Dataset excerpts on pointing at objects
— Start —

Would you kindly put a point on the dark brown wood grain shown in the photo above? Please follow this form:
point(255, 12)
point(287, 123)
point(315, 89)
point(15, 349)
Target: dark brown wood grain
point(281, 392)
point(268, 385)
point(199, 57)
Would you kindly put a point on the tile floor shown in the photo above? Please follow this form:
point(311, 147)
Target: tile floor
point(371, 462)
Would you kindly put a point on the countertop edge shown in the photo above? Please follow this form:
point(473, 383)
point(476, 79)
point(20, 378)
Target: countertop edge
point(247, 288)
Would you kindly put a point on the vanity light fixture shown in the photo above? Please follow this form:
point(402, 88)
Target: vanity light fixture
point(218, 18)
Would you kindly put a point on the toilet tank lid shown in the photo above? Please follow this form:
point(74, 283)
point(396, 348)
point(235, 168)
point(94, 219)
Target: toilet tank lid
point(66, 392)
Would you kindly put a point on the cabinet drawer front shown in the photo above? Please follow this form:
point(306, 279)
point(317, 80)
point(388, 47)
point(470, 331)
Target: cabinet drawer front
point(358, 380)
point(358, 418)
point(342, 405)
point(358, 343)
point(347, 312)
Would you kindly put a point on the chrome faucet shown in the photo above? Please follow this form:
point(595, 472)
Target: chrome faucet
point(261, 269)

— End —

--- What is needed ---
Pull out every line of the entries above and reproduce each one verbatim, in its original order.

--- Solution ---
Would you kindly put a point on the dark brown wood grain shown in the photo above? Please follow this form:
point(255, 12)
point(287, 123)
point(315, 89)
point(15, 349)
Target: dark brown wood grain
point(281, 392)
point(268, 385)
point(199, 57)
Would you kindly put a point on the tile floor shown in the photo above? Please follow this form:
point(311, 147)
Target: tile floor
point(371, 462)
Would you kindly put a point on the countertop edge shown in the photo above? Please follow this form:
point(473, 383)
point(476, 79)
point(20, 378)
Target: countertop edge
point(247, 288)
Would you kindly put a point on the vanity light fixture shown in the photo above? Please follow this form:
point(402, 88)
Target: vanity light fixture
point(218, 18)
Would you kindly put a point on the toilet tank lid shown in the photo above? Please follow this form:
point(74, 283)
point(396, 348)
point(235, 168)
point(94, 219)
Target: toilet tank lid
point(66, 392)
Would you kindly put a point on the cabinet drawer front shown in the photo above? Please follow this form:
point(306, 279)
point(317, 80)
point(388, 47)
point(470, 331)
Target: cabinet drawer front
point(358, 380)
point(358, 418)
point(342, 405)
point(358, 343)
point(347, 312)
Would you kindly put a point on the chrome faucet shown in the photo above? Please follow this form:
point(595, 472)
Target: chrome faucet
point(261, 269)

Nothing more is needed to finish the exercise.